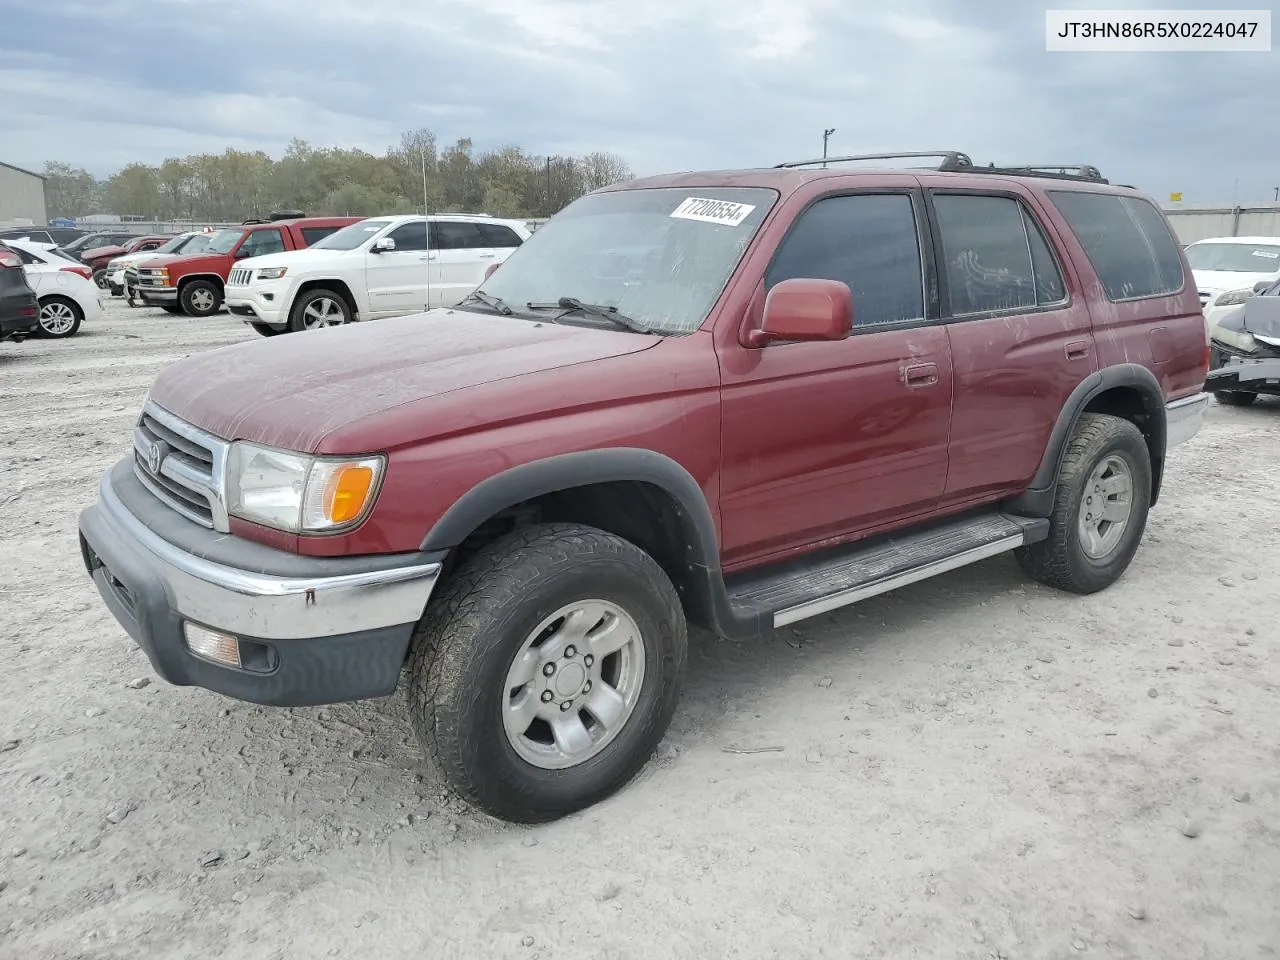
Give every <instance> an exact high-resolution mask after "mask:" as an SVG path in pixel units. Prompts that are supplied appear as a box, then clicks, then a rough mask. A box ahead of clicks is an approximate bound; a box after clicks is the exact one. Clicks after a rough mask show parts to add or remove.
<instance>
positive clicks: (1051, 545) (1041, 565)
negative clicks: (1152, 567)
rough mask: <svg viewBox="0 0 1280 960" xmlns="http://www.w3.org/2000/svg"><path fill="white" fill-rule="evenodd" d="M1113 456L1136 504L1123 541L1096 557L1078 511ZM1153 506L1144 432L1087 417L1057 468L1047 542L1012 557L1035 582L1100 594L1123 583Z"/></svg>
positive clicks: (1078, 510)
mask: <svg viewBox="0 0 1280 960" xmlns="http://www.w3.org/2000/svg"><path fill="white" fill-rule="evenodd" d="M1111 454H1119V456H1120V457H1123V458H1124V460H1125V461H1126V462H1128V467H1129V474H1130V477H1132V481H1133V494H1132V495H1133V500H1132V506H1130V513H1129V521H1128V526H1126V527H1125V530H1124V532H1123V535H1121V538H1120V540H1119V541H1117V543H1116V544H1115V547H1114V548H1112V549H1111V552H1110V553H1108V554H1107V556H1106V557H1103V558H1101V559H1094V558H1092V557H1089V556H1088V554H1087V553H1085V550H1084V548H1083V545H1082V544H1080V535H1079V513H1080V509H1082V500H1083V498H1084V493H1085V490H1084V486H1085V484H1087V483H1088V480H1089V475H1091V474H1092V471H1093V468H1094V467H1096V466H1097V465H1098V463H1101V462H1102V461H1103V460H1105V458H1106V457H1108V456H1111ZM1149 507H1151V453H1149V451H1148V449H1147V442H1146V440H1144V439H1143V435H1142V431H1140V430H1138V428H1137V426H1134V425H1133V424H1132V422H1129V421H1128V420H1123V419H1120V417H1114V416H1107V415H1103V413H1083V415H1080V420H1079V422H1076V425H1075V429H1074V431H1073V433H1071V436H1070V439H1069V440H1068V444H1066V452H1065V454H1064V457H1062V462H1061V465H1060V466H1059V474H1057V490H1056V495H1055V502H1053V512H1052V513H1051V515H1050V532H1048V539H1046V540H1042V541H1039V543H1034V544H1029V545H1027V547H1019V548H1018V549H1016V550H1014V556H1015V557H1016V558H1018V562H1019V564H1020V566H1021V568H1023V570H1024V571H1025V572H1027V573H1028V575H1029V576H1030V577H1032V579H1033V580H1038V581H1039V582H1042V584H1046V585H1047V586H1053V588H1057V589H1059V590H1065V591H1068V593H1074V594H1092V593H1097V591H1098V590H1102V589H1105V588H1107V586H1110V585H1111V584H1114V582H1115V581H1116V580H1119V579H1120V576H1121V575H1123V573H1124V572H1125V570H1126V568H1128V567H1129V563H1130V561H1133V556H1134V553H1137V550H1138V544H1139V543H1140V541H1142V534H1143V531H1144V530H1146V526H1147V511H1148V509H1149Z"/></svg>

※ ※ ※

- **Problem to work on**:
Would you please write out, exactly and with no other lines, the stretch of the listing above from the line containing "negative clicks: (1152, 567)" through the line containing "rough mask: <svg"?

- **Result of the exercise**:
negative clicks: (1152, 567)
rough mask: <svg viewBox="0 0 1280 960" xmlns="http://www.w3.org/2000/svg"><path fill="white" fill-rule="evenodd" d="M1113 456L1136 504L1123 541L1096 557L1078 511ZM1153 506L1144 432L1087 417L1057 468L1047 542L1012 557L1035 582L1100 594L1123 583Z"/></svg>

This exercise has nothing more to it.